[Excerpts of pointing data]
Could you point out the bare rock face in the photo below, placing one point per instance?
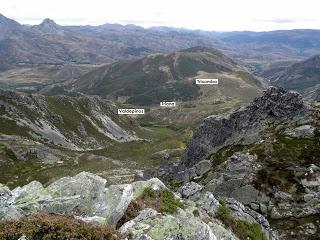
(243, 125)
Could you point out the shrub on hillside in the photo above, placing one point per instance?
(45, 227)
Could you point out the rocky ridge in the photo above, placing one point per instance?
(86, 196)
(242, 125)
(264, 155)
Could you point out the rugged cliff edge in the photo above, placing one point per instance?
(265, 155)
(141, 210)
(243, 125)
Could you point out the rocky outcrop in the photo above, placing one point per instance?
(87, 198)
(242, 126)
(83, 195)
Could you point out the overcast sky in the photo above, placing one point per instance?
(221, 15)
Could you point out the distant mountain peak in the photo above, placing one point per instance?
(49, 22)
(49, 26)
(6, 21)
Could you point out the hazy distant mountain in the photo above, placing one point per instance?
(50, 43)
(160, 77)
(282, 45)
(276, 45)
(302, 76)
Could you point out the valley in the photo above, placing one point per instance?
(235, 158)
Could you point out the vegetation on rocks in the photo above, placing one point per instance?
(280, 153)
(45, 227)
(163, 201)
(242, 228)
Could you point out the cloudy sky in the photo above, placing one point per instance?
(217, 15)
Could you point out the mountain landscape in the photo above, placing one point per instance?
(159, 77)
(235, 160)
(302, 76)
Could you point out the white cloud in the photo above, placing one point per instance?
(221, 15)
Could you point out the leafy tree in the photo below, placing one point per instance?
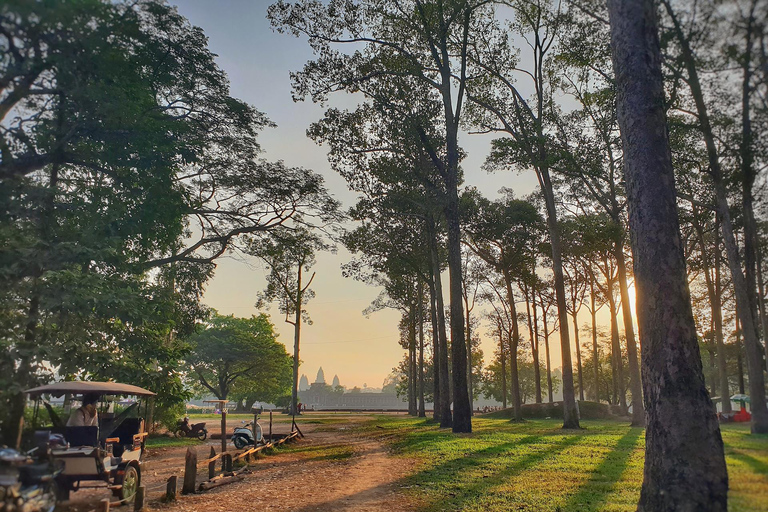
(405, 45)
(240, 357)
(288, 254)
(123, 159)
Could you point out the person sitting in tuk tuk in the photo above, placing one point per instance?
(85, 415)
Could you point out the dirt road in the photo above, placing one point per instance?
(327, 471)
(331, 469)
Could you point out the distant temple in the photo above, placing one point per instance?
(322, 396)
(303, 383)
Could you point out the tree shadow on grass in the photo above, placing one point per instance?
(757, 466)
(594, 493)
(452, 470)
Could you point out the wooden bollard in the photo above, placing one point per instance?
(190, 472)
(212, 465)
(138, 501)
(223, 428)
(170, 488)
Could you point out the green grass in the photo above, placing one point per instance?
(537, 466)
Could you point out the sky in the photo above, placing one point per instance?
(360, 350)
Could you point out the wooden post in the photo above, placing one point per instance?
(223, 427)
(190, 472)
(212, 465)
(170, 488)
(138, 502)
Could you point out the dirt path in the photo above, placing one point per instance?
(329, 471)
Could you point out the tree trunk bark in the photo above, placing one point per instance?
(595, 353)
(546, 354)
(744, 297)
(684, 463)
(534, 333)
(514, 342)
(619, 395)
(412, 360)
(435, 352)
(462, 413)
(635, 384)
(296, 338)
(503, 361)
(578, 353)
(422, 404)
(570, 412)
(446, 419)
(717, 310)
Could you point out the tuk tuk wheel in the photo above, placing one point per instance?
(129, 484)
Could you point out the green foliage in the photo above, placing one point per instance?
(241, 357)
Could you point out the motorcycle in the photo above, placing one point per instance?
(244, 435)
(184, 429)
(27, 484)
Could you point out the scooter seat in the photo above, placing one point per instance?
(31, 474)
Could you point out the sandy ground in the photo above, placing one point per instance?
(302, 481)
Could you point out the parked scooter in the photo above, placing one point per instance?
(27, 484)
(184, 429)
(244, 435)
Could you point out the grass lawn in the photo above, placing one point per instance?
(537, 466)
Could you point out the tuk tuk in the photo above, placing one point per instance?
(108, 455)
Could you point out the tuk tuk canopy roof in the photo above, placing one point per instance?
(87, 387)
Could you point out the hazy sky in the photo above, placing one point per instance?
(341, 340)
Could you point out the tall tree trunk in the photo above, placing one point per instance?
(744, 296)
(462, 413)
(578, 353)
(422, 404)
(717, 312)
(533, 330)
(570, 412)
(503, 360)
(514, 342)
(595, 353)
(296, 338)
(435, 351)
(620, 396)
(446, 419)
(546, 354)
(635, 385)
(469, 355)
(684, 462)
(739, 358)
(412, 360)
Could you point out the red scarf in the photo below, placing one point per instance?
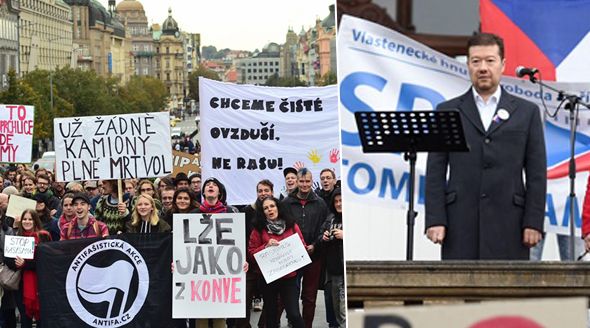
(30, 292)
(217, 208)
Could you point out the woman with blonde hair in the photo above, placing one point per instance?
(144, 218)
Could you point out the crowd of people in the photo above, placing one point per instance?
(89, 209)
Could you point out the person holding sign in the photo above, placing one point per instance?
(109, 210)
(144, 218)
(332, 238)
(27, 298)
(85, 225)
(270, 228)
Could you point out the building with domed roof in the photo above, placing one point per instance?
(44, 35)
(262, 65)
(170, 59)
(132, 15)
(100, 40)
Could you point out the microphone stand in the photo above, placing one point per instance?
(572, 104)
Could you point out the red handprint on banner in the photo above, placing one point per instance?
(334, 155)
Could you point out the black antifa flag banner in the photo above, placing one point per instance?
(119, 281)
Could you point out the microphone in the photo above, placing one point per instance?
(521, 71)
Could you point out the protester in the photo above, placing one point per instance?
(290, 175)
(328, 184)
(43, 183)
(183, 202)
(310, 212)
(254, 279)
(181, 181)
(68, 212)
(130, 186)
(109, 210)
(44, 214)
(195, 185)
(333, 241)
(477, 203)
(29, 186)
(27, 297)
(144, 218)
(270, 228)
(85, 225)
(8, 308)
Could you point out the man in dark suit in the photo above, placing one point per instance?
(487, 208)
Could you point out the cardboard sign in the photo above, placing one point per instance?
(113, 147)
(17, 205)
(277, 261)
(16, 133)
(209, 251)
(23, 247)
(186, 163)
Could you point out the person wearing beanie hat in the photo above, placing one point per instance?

*TASK DIRECTIONS*. Recast all the records above as a numbered list, skipping any blank lines. Leave the pictures out of the answer.

*TASK ANSWER*.
1. Could you point out the bare rock face in the photo below, placing one point per instance?
2. (243, 125)
3. Could you point out the shrub on hillside in the photo above, placing one point per instance?
4. (45, 227)
5. Could you point out the rocky ridge in the photo above, placing one point per instance?
6. (86, 196)
7. (242, 125)
8. (264, 155)
9. Could you point out the rugged cliff edge in the photo above, placing one point per instance?
10. (265, 155)
11. (141, 210)
12. (243, 125)
13. Could you point out the rocky outcrop in the photo above, placing one point per instance?
14. (87, 198)
15. (242, 126)
16. (83, 195)
17. Could you point out the overcast sky in the photo above, placing one point per instance?
18. (221, 15)
19. Could you point out the distant mountain peak in the photo above, placing one point per instance?
20. (49, 22)
21. (49, 26)
22. (6, 21)
23. Could you point out the hazy distant mountain in the photo above, placing one point per instance?
24. (50, 43)
25. (160, 77)
26. (282, 45)
27. (276, 45)
28. (302, 76)
29. Could you point out the valley in the photo above, placing one point per instance?
30. (235, 158)
31. Could you point out the vegetation on rocks in the photo above, placing one point per instance?
32. (280, 153)
33. (45, 227)
34. (163, 201)
35. (242, 228)
36. Could you point out the cloudy sky in the photo above, placing one point per instance?
37. (217, 15)
38. Could you point out the mountain landscape in the photo above, placing one point per instance?
39. (159, 77)
40. (235, 160)
41. (302, 76)
42. Could you point out the white cloud in the photo above, placing one point per instance?
43. (221, 15)
44. Could you point out the leafy tree in the photo below, placing one point per instance?
45. (405, 45)
46. (240, 357)
47. (288, 254)
48. (123, 159)
49. Could you point out the person sitting in tuk tuk in the photo above, placing one point per instance?
50. (85, 415)
51. Could you point out the dirt road in the photo above, placing one point per instance?
52. (327, 471)
53. (331, 469)
54. Could you point out the distant temple in the photo above, placing one point per instance?
55. (322, 396)
56. (303, 383)
57. Could you point out the tree shadow on grass in the photo above, placing one point per instance?
58. (757, 466)
59. (594, 493)
60. (452, 470)
61. Could you point out the wooden bollard in the photo above, placing one point per instance?
62. (190, 472)
63. (212, 465)
64. (138, 501)
65. (223, 428)
66. (170, 488)
67. Could you point out the green grass in the photo above, placing one point per instance?
68. (537, 466)
69. Could you point out the sky in the photo above, placing one point per instance?
70. (360, 350)
71. Could you point out the wooden post in the photo above, placing one point per instance?
72. (223, 427)
73. (190, 472)
74. (212, 465)
75. (170, 488)
76. (138, 502)
77. Could you point out the dirt path in the photo above, placing one point per instance?
78. (329, 471)
79. Could you point out the tree trunk bark in the photo above, placing one point per instance?
80. (595, 353)
81. (546, 354)
82. (744, 297)
83. (684, 463)
84. (534, 333)
85. (514, 342)
86. (619, 395)
87. (412, 360)
88. (435, 352)
89. (462, 413)
90. (635, 384)
91. (296, 338)
92. (503, 361)
93. (578, 353)
94. (422, 404)
95. (570, 412)
96. (446, 419)
97. (717, 310)
98. Could you point out the tuk tuk wheel in the photo above, placing one point per instance?
99. (129, 484)
100. Could you point out the green foliage in the photo above, placing one point per instance?
101. (241, 357)
102. Could you point out the motorcycle in the photo above, placing one point per instance?
103. (244, 435)
104. (184, 429)
105. (27, 484)
106. Could you point out the scooter seat in the photo above, placing one point per instance?
107. (31, 474)
108. Could you point out the sandy ground in the photo above, placing one point per instance?
109. (302, 481)
110. Could you point out the parked scooter in the photo above, placing one point per instance?
111. (27, 484)
112. (184, 429)
113. (244, 435)
114. Could you point out the grass lawn in the photo above, placing one point per instance?
115. (537, 466)
116. Could you point out the tuk tuk in the photo above, placing one point per instance?
117. (108, 455)
118. Could you point out the tuk tuk canopy roof in the photo above, placing one point per instance?
119. (87, 387)
120. Could you point out the hazy sky in the photo above, placing one point per instance?
121. (341, 340)
122. Could you point out the tall tree trunk in the photo above, placing one point per instance?
123. (744, 296)
124. (462, 413)
125. (578, 353)
126. (422, 404)
127. (717, 312)
128. (533, 330)
129. (570, 412)
130. (503, 360)
131. (514, 342)
132. (595, 353)
133. (296, 338)
134. (435, 351)
135. (620, 396)
136. (446, 419)
137. (546, 354)
138. (635, 385)
139. (469, 355)
140. (684, 462)
141. (739, 358)
142. (412, 360)
143. Could you point out the red scarf in the photo below, placing one point per instance?
144. (30, 292)
145. (217, 208)
146. Could you point out the woman with blonde hair in the photo above, placing one point per instance?
147. (144, 218)
148. Could you point out the crowd of people in the photo above, placing one point per instance?
149. (89, 209)
150. Could you point out the person holding sign in the photo above, placing one point per instance?
151. (109, 210)
152. (144, 218)
153. (332, 238)
154. (27, 298)
155. (85, 225)
156. (270, 228)
157. Could you point out the building with domed roof in the photo above, placing one point per instance?
158. (44, 35)
159. (262, 65)
160. (170, 59)
161. (132, 15)
162. (100, 40)
163. Could you point out the microphone stand in the photo above, placing one point per instance?
164. (572, 104)
165. Could you point out the red handprint on banner in the photo above, placing one point per instance?
166. (334, 155)
167. Could you point out the black antifa flag banner in the photo above, placing one point per instance?
168. (119, 281)
169. Could you point out the microphone in the photo above, placing one point per instance?
170. (521, 71)
171. Could you point out the protester in the photo above, placing one point per instance?
172. (290, 175)
173. (328, 184)
174. (43, 183)
175. (183, 202)
176. (310, 212)
177. (254, 279)
178. (181, 181)
179. (68, 212)
180. (130, 186)
181. (109, 210)
182. (44, 214)
183. (195, 185)
184. (333, 241)
185. (477, 203)
186. (29, 186)
187. (27, 297)
188. (144, 218)
189. (270, 228)
190. (85, 225)
191. (8, 308)
192. Could you point out the man in dark suit in the photo above, placing one point per instance?
193. (487, 208)
194. Could you point out the cardboard sign in the photo above, placing one point per instance?
195. (113, 147)
196. (17, 205)
197. (277, 261)
198. (16, 133)
199. (209, 251)
200. (23, 247)
201. (186, 163)
202. Could you point out the person wearing beanie hat in the photo above, placing one point per instance?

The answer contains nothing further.